EXTRACTED ENTRIES:
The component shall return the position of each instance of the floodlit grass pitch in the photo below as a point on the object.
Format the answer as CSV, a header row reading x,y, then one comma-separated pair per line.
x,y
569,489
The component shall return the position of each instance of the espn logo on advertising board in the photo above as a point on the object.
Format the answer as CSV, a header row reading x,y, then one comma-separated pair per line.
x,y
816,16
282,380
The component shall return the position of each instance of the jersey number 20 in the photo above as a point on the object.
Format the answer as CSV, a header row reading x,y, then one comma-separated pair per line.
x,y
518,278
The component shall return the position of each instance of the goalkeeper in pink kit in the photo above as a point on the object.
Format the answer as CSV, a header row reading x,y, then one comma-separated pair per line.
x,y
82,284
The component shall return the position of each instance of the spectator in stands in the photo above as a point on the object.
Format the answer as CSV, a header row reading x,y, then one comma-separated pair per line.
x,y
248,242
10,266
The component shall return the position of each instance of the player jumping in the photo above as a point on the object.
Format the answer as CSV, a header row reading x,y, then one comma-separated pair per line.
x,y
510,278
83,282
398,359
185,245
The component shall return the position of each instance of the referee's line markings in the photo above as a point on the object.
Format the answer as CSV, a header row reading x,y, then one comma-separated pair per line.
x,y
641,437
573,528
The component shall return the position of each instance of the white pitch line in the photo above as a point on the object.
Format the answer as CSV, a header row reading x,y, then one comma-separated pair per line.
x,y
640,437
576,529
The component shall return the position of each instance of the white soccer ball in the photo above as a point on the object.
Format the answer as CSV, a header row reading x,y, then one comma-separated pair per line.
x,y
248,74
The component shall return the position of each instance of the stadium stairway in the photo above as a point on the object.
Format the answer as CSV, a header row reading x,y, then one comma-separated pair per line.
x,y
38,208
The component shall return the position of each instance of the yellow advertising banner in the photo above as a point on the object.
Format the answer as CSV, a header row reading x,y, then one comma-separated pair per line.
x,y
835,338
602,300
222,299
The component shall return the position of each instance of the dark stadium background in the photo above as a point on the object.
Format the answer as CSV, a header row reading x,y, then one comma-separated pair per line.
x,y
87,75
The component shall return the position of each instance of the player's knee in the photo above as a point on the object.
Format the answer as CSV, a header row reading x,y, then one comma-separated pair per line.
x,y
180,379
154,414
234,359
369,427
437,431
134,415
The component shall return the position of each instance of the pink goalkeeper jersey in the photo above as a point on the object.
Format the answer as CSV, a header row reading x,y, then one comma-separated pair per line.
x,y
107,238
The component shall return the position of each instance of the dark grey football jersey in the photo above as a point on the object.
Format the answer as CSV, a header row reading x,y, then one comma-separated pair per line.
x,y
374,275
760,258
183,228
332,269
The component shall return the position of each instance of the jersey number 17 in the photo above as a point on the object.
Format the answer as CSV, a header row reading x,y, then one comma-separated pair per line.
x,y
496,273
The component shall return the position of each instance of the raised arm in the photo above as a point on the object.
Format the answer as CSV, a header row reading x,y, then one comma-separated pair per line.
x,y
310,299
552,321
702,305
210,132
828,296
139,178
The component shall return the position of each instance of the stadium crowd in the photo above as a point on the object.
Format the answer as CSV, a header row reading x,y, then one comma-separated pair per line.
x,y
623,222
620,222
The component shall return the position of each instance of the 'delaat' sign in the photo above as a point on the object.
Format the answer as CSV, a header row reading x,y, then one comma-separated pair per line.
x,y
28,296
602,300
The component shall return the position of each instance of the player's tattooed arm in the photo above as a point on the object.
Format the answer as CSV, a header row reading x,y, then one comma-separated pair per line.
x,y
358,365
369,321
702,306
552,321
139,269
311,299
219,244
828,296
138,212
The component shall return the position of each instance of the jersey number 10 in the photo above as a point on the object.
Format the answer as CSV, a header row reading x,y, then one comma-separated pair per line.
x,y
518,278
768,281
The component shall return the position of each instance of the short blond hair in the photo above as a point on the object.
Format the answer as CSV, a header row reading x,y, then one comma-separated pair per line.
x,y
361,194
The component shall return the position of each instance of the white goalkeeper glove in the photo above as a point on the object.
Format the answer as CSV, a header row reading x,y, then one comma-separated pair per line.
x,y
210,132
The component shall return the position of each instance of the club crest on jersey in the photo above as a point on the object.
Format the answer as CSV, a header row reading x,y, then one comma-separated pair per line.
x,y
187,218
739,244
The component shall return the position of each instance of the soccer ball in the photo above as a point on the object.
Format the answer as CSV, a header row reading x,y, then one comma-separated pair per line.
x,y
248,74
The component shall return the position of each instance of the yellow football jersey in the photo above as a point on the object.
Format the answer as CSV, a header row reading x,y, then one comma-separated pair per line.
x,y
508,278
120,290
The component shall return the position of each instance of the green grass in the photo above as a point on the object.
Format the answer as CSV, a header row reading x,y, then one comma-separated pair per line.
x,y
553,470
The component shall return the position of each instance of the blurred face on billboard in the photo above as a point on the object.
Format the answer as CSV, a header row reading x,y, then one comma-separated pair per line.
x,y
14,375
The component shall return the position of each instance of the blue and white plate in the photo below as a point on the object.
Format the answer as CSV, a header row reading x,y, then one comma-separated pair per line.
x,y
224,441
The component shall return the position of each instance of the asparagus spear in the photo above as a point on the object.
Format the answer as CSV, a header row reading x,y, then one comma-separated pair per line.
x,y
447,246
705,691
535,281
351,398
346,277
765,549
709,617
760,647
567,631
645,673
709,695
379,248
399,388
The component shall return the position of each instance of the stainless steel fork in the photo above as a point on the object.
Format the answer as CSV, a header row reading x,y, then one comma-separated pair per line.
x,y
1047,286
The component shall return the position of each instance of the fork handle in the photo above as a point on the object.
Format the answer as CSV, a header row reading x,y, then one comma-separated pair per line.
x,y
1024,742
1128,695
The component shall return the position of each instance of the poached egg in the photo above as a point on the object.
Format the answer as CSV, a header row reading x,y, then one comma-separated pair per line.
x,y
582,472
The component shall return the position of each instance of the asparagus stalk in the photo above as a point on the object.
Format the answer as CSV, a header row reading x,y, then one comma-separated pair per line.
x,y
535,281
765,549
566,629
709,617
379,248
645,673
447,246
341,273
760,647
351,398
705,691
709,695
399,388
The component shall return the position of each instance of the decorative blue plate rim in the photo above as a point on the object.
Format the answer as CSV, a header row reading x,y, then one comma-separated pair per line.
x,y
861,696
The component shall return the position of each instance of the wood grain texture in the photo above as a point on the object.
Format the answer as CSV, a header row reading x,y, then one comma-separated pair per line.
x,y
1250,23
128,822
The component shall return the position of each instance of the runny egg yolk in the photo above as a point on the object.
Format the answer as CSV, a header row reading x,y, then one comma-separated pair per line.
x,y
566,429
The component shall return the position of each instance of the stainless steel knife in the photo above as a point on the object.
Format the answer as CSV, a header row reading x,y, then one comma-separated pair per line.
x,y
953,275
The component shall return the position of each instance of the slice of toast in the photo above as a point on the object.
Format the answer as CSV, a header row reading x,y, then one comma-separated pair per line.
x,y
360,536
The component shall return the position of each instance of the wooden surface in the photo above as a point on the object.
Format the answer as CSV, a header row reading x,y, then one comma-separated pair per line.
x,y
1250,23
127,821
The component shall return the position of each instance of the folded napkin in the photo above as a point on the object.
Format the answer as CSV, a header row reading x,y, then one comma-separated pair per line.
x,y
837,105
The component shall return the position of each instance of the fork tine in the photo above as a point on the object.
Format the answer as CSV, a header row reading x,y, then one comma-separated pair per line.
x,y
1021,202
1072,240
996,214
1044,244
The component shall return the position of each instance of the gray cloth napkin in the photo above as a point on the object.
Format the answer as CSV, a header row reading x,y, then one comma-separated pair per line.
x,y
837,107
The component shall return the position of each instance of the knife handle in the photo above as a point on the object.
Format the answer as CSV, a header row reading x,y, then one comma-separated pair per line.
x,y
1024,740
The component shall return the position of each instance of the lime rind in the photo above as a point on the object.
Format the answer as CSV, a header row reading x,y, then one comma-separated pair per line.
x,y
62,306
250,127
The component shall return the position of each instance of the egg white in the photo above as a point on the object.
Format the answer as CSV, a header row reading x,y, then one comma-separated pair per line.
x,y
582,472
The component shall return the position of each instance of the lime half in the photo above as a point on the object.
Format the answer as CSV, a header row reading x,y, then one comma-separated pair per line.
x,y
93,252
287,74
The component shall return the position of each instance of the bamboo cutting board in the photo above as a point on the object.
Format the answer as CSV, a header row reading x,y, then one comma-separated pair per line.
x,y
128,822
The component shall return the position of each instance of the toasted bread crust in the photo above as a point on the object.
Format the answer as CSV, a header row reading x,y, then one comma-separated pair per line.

TASK INSTRUCTIONS:
Only lines holding the word "below" belong in the answer; copy all of them from the records.

SOLVED EXERCISE:
The component shall return the position of each instance of the floodlit grass pitch in the photo below as a point on the object.
The component shall return the position of each instance of the blue and white plate in the photo below as a point on the object.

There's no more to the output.